** GIVEN PASSAGE **
Estrogen probably not the only factor in menopausal bone loss
The loss of bone density after menopause long has been linked to the dramatic decrease in the estrogen hormone, estradiol.
But a series of studies that carefully has tracked hormone levels and bone density in women aged 40-55 over the course of a decade has found that estrogen may not be the only hormone that should be considered.
"For years, the model has been that ovaries lose their ability to make a potent estrogen at menopause, and that this estrogen decline starts the bone loss," says epidemiologist MaryFran Sowers, the John G. Searle Professor of Public Health.
Data from the Study of Women's Health Across the Nation (SWAN), however, shows that bone loss begins before the onset of menopause and before estrogen levels have started to decline.
Until a more precise therapy for menopausal bone loss is developed, Sowers' advice to younger women is to do weight-bearing activities to build and maintain bone mass. Eating mineral-rich foods and taking supplements alone won't be enough, she saysexercise and activity are keys.

** EXTRACTED ENTRIES **

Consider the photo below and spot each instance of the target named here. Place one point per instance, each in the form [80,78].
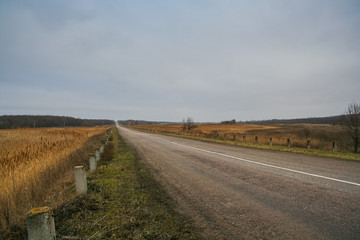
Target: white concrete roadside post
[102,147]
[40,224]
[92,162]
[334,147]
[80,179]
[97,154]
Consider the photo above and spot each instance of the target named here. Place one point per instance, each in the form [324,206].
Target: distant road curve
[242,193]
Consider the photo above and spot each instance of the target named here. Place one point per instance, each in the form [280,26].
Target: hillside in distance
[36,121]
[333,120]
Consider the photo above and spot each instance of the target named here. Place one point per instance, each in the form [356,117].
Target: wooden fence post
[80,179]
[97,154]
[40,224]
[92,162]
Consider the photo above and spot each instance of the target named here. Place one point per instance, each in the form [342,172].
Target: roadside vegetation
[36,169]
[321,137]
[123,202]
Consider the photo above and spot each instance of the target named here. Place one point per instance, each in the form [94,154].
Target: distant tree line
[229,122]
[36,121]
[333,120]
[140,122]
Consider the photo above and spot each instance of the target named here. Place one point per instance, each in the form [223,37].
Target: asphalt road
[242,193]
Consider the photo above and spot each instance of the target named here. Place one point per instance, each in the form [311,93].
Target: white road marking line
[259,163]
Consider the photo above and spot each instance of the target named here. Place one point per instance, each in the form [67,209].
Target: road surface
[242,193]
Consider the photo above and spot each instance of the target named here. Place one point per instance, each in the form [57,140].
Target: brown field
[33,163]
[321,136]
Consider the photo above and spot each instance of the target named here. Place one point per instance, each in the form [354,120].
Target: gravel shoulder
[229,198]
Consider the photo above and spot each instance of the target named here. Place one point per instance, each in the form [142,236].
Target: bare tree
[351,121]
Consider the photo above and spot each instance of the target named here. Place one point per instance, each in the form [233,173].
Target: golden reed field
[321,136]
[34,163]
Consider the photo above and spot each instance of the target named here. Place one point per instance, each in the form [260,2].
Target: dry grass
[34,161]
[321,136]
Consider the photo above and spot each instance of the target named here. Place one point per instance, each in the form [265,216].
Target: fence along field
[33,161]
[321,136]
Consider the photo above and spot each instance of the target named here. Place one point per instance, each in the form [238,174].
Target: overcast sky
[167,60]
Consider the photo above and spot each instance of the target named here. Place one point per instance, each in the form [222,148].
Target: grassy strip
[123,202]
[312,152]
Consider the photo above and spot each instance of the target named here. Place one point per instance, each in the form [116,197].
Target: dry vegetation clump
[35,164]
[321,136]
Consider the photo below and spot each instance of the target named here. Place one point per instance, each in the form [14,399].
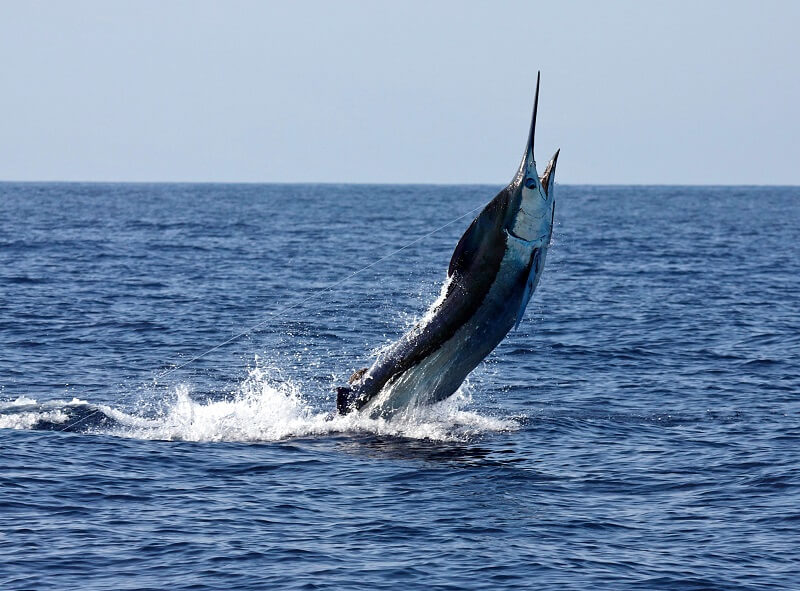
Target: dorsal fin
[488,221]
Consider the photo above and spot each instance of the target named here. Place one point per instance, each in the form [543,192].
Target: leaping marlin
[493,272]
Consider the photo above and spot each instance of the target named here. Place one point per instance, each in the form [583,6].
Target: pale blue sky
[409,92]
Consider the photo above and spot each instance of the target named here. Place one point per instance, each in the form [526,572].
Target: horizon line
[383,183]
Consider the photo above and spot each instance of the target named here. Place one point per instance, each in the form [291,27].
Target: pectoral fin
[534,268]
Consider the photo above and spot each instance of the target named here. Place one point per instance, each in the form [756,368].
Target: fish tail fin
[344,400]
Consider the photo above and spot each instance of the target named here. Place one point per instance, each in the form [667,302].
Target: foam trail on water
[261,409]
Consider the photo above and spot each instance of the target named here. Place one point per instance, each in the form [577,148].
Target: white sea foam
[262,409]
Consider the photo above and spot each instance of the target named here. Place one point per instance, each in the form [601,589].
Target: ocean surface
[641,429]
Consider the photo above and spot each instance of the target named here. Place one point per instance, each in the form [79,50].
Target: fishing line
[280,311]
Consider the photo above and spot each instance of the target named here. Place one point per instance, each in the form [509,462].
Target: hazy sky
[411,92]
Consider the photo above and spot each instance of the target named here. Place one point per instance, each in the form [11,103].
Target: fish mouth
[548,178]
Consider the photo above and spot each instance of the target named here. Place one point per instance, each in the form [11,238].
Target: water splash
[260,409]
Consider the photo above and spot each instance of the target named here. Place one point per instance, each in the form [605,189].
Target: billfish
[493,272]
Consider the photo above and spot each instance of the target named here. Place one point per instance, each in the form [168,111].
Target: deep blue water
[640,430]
---
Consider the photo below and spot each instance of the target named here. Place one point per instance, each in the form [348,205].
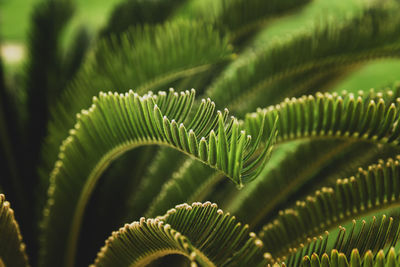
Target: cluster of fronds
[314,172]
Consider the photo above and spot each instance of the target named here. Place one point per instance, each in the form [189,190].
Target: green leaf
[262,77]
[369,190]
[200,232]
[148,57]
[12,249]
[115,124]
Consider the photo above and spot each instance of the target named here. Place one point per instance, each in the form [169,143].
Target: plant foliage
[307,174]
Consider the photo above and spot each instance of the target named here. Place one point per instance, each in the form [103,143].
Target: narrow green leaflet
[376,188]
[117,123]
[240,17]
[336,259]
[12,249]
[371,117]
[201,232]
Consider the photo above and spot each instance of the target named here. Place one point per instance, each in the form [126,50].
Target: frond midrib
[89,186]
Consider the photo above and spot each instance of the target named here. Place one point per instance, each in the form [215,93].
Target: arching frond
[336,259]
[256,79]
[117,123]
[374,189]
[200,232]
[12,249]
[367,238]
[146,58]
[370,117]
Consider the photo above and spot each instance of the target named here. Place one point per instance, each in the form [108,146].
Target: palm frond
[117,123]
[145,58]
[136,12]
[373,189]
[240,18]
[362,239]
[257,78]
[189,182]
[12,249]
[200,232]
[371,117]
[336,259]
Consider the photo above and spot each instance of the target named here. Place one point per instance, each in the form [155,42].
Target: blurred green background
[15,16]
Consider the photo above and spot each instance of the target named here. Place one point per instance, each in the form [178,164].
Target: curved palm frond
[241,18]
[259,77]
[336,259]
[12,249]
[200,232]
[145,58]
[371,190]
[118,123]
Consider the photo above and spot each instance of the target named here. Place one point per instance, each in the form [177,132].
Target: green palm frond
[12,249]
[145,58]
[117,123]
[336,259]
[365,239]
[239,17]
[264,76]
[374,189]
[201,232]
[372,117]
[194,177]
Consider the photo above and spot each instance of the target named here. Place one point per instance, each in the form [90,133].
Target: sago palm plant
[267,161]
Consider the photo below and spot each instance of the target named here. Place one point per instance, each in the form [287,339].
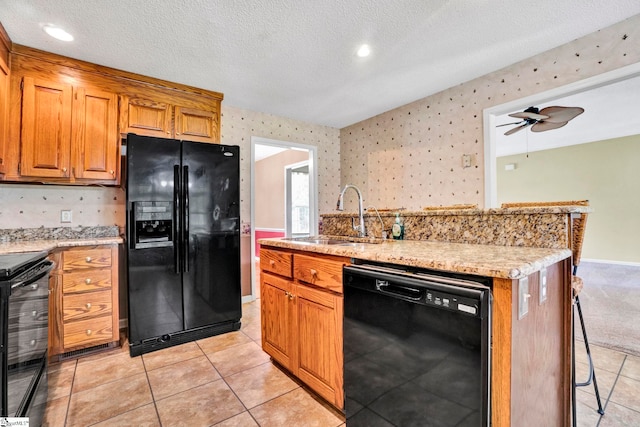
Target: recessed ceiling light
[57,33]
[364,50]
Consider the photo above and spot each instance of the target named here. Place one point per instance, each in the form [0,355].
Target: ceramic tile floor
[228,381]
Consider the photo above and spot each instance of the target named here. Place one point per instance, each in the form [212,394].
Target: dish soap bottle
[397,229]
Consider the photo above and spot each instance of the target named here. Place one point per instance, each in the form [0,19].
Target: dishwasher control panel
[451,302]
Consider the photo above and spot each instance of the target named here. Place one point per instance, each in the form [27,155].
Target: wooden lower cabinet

** EXERCISE TASKS **
1: Write out the text of the article on menopausal bone loss between "Data from the" and "started to decline.", inclusive.
2: Resume the article on menopausal bone loss after its last sentence and continue it.

** ANSWERS FOR EACH ITEM **
1:
Data from the Study of Women's Health Across the Nation (SWAN), however, shows that bone loss begins before the onset of menopause and before estrogen levels have started to decline.

2:
"Having higher bone density in the first place is still your best defense against the impact of menopause-related bone loss," Sowers says.
Her team zeroed in on follicle-stimulating hormone (FSH), which is produced in the pituitary gland of the brain and serves as the messenger to the ovaries to produce sex hormones. FSH levels begin to rise and become increasingly higher during peri-menopause, well before the estrogen dip, probably because the ovaries are becoming less responsive to its signal.
"It's like how you find yourself speaking increasingly louder to someone who's becoming hard of hearing," Sowers says. "The FSH signal keeps getting louder as it tries to communicate with the ovaries."
At the same time FSH increases, the body also steps up bone resorption, its mechanism for mining bone minerals for use elsewhere. Such mining is natural during pregnancy, breastfeeding and starvation. The bones actually serve as a depot for important minerals like calcium and magnesium that might be hard to obtain in sufficient quantities from diet during high demand times. In a healthy, pre-menopausal woman, those minerals would be restored to the bone in a rebuilding process after the high-demand period has passed.
Among the SWAN women, Sowers' team found that increased FSH levels were much more predictive of bone loss. This suggests that, in addition to signaling the ovary, FSH could signal other cells, including bone cell. Bone tissue has been shown to have receptors sensitive to this hormone and, in lab conditions, molecular biologists recently have established that bone tissue changes its rebuilding rates in response to FSH levels. All of this now makes both FSH and estrogen change the prime candidates responsible for bone loss around menopause.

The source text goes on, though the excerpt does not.